Instructions to follow:
Return the full listing, character for character.
====== Exercise materials ======
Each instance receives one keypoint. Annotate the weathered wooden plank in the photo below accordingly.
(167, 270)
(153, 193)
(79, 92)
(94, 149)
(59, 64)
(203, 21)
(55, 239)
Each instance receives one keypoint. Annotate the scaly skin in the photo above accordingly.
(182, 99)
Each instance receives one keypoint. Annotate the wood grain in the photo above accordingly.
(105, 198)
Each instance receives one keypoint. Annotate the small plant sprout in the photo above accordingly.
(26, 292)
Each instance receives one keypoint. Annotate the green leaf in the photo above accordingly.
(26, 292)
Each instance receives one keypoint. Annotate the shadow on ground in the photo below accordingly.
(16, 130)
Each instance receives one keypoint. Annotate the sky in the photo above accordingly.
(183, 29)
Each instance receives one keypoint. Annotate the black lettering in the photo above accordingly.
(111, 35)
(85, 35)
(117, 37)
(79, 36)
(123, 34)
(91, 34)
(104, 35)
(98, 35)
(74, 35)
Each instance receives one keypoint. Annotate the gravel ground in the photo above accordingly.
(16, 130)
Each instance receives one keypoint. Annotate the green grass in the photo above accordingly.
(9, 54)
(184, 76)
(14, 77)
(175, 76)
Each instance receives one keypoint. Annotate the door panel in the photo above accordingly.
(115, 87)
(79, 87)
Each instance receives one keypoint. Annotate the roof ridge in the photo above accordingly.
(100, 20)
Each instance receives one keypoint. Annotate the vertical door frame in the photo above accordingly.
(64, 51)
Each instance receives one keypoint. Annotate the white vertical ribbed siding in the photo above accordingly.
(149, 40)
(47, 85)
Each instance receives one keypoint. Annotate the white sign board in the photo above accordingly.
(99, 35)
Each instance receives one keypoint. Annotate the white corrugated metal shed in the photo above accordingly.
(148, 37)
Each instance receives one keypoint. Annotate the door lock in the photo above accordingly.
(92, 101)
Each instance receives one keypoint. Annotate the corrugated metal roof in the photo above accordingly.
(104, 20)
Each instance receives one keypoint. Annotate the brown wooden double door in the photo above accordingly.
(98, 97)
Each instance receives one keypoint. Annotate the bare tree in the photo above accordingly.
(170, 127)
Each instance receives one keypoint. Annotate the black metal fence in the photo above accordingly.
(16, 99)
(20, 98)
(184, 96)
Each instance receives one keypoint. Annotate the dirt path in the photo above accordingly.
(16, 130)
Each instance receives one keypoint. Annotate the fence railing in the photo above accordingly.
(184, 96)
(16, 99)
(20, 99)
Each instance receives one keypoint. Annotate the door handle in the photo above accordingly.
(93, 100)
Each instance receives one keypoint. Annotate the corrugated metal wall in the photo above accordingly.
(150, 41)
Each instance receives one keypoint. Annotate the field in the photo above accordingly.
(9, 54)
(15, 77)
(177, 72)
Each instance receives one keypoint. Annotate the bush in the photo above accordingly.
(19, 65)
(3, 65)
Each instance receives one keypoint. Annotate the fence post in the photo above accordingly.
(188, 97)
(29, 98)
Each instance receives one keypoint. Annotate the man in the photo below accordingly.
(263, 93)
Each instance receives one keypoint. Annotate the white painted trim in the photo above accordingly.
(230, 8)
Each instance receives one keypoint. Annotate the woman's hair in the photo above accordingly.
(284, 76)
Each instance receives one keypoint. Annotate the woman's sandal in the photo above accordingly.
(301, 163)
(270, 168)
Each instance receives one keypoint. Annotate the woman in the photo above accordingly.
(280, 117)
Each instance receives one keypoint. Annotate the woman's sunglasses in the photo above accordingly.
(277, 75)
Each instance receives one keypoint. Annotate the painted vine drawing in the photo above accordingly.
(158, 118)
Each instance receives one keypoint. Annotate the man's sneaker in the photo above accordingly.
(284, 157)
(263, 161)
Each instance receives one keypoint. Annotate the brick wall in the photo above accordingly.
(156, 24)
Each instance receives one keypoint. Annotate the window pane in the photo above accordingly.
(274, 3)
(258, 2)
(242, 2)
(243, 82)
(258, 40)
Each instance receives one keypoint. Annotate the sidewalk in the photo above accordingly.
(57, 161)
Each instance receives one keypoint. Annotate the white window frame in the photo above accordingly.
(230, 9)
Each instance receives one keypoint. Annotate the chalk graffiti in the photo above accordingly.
======
Exercise solution:
Each instance receives one keypoint. Annotate the weathered wooden plank in the photo below accordingly.
(167, 270)
(153, 193)
(79, 92)
(94, 149)
(59, 64)
(203, 21)
(55, 239)
Each instance receives one keypoint. Annotate the scaly skin in the photo above accordingly.
(182, 99)
Each instance receives one keypoint. Annotate the wood grain in the photo above accordingly.
(105, 198)
Each instance receives one keypoint. Annotate the small plant sprout in the photo above accordingly.
(26, 292)
Each instance receives one keypoint. Annotate the green leaf in the photo above accordingly.
(26, 292)
Each instance receives one keypoint. Annotate the shadow on ground in the photo below accordingly.
(16, 130)
Each instance receives one keypoint. Annotate the sky in the photo above accordingly.
(183, 29)
Each instance receives one keypoint. Annotate the black lettering in the photo above accordingly.
(111, 35)
(85, 35)
(117, 37)
(79, 36)
(123, 34)
(91, 34)
(104, 35)
(98, 35)
(74, 35)
Each instance receives one keypoint. Annotate the gravel ground in the photo above accordingly.
(16, 130)
Each instance receives one keypoint. Annotate the green grass in the photo above accordingly.
(9, 54)
(184, 76)
(14, 77)
(175, 76)
Each instance receives one keypoint. Annotate the door panel in the photo above accordingly.
(115, 87)
(79, 87)
Each instance receives one keypoint. Annotate the roof ridge in the photo above accordingly.
(100, 20)
Each instance receives one keypoint. Annotate the vertical door frame in the photo above accordingly.
(64, 51)
Each instance receives one keypoint. Annotate the white vertical ribbed siding in the photo above accordingly.
(149, 40)
(47, 85)
Each instance receives one keypoint. Annotate the white sign board in the photo above accordingly.
(99, 35)
Each instance receives one keypoint. Annotate the white corrugated metal shed in the photo above accordingly.
(148, 37)
Each instance receives one keypoint. Annotate the door lock in the photo above accordingly.
(92, 101)
Each instance receives one keypoint. Annotate the corrugated metal roof in the photo above accordingly.
(104, 20)
Each instance receives one keypoint. Annotate the brown wooden double door in the photo above accordingly.
(98, 97)
Each instance receives one keypoint. Annotate the bare tree in the photo above accordingly.
(170, 127)
Each instance receives one keypoint. Annotate the black metal fence in the photo above accordingly.
(16, 99)
(20, 98)
(184, 96)
Each instance receives one keypoint. Annotate the dirt path in the photo above accordingly.
(16, 130)
Each instance receives one keypoint. Annotate the fence railing in the photo above accordingly.
(184, 96)
(16, 99)
(20, 99)
Each instance receives one keypoint. Annotate the door handle in the photo above accordingly.
(93, 100)
Each instance receives one keypoint. Annotate the corrugated metal wall in the photo above accordingly.
(150, 41)
Each instance receives one keypoint. Annotate the field in the photo above accordingly.
(9, 54)
(15, 77)
(177, 72)
Each instance receives one keypoint. Annotate the bush in the photo above accordingly.
(19, 65)
(3, 65)
Each instance receives one keypoint. Annotate the fence post in the photo above accordingly.
(188, 97)
(29, 98)
Each instance receives one keypoint. Annotate the man in the photo below accordingly.
(263, 93)
Each instance receives one keypoint. Annotate the white painted trim in the photo above accordingly.
(230, 8)
Each instance receives one keypoint. Annotate the woman's hair in the photo above accordingly.
(284, 76)
Each instance receives one keypoint. Annotate the woman's sandal in the photo above accordingly.
(301, 163)
(270, 168)
Each instance receives one keypoint. Annotate the woman in the photo above accordingly.
(280, 117)
Each instance receives one keypoint. Annotate the woman's sunglasses in the photo above accordingly.
(277, 75)
Each instance receives one keypoint. Annotate the painted vine drawing in the photo above accordingly.
(158, 118)
Each instance receives one keypoint. Annotate the man's sneaker in the photo above accordingly.
(284, 157)
(263, 161)
Each instance receives one keypoint. Annotate the brick wall in the photo above accordingly.
(156, 24)
Each instance receives one keypoint. Annotate the window pane in the photo above accordingly.
(274, 3)
(258, 2)
(242, 2)
(243, 82)
(258, 40)
Each instance receives one keypoint. Annotate the sidewalk in the photo above accordingly.
(57, 161)
Each instance receives one keypoint. Annotate the white window frame in the photo above accordingly.
(230, 9)
Each instance receives one keypoint. Annotate the chalk graffiti in the photo above accordingly.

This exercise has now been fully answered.